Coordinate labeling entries
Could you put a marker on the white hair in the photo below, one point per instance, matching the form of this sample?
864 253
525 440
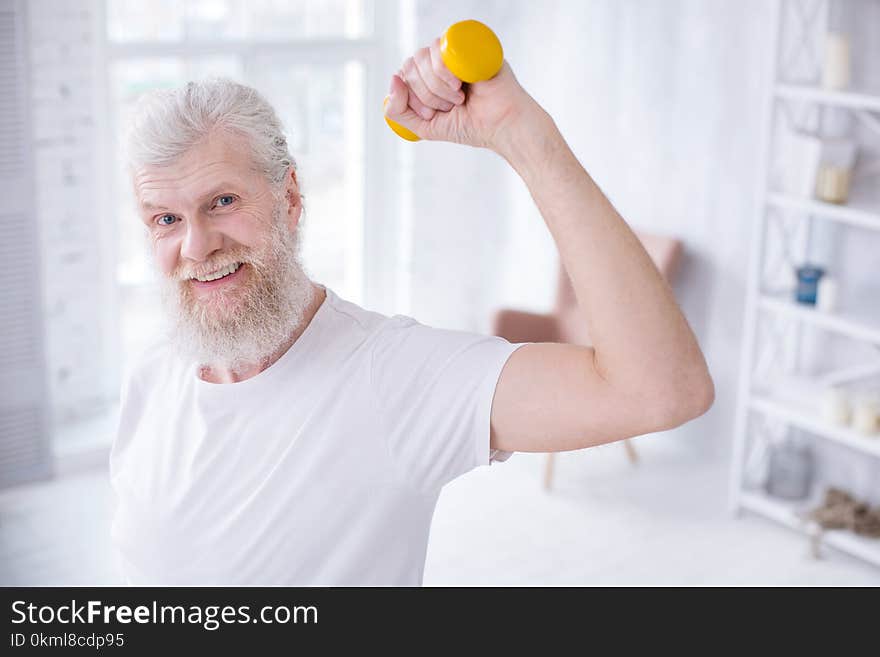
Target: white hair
169 122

*REQUIREMENT*:
Swap "white hair" for "gray hair" throughout the entries above and write them out again with nothing else changed. Leave the pictures out.

*ANSWER TO THE TASK*:
Could you put a marker on the gray hair in the photo below, one point per instance, matching the form of this sample?
864 253
525 440
Target: gray hair
169 122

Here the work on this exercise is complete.